-- start of RECORDS SHOWN --
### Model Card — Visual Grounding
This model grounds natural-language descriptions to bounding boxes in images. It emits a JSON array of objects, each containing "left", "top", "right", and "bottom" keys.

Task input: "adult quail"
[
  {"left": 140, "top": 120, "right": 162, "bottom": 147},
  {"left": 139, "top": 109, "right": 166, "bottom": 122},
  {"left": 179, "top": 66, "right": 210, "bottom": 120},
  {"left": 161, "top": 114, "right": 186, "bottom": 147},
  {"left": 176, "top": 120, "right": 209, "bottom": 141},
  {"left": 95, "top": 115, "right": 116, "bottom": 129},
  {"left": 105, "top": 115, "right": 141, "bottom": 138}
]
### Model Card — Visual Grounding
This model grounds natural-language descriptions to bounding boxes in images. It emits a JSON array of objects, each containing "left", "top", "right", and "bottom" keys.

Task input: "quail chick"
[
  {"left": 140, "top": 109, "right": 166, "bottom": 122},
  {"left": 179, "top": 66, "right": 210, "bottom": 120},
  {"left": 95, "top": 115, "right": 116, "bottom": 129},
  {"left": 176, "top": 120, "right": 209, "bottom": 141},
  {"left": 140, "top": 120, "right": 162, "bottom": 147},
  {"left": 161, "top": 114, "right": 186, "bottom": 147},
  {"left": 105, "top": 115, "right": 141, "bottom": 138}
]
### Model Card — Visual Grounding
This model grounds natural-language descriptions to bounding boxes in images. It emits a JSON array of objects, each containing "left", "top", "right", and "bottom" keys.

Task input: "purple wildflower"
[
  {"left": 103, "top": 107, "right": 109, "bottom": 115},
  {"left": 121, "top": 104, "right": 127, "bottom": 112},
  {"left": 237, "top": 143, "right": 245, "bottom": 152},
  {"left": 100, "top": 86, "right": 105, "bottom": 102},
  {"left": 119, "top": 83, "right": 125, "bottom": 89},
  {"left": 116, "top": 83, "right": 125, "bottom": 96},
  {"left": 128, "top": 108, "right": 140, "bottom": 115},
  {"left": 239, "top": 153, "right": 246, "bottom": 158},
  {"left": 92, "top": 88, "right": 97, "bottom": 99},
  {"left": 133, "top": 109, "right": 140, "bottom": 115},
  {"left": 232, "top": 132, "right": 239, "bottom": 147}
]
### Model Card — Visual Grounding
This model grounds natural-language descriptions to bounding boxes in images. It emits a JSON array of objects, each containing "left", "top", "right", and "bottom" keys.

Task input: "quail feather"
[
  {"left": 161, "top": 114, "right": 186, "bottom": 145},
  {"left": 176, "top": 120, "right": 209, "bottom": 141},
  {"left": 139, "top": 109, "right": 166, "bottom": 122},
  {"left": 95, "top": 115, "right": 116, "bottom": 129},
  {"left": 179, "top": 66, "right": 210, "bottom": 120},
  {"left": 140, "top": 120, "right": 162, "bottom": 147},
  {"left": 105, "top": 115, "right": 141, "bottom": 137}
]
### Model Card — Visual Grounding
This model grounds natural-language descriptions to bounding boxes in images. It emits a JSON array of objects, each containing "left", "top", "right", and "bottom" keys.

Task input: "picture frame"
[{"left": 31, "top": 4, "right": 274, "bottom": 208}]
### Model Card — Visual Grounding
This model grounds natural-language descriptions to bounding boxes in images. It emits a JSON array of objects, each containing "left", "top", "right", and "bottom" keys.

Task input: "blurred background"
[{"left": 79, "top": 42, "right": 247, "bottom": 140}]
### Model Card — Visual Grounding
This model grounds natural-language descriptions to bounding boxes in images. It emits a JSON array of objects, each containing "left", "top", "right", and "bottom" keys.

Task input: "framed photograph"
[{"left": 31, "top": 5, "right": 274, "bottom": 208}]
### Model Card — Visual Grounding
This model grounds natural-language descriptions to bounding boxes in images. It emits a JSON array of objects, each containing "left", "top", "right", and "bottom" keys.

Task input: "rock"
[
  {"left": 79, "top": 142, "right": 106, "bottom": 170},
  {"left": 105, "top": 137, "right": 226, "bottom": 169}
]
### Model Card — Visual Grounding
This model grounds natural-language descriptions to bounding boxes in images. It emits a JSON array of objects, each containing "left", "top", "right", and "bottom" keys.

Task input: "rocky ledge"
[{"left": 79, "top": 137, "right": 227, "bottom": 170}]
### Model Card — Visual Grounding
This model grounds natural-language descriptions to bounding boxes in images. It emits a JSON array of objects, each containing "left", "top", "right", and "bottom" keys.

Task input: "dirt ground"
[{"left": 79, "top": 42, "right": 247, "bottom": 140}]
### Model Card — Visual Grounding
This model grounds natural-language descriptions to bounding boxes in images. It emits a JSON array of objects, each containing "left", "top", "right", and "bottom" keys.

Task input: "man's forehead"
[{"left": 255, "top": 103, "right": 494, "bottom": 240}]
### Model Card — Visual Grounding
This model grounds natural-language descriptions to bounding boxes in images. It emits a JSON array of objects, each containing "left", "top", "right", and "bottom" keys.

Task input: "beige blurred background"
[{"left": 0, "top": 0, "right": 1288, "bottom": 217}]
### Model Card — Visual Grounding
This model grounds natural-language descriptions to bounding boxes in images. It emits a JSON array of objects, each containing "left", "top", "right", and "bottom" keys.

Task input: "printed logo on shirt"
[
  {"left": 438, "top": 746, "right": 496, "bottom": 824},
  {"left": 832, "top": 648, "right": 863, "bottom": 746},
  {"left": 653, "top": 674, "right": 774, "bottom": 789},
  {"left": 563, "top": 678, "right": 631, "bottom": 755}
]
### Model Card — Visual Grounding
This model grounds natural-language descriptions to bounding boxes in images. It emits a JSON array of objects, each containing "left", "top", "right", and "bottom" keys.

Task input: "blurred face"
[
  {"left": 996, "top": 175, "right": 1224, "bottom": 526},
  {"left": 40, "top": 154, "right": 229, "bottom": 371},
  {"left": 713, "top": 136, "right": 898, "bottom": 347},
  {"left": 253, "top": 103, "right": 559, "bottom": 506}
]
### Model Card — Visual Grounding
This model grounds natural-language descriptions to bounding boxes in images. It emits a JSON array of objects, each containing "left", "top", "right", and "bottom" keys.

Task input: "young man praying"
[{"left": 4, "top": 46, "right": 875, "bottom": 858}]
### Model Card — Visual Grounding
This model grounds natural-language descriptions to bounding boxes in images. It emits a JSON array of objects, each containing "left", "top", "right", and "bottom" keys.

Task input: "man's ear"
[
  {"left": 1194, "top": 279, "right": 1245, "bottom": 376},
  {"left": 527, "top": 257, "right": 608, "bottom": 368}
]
-- end of RECORDS SHOWN --
### TO BE DONE
Go through the listing above and copy out each line containing the word "quail", leaving out all the others.

### REPLY
Task input: "adult quail"
Task input: "quail chick"
Task input: "quail feather"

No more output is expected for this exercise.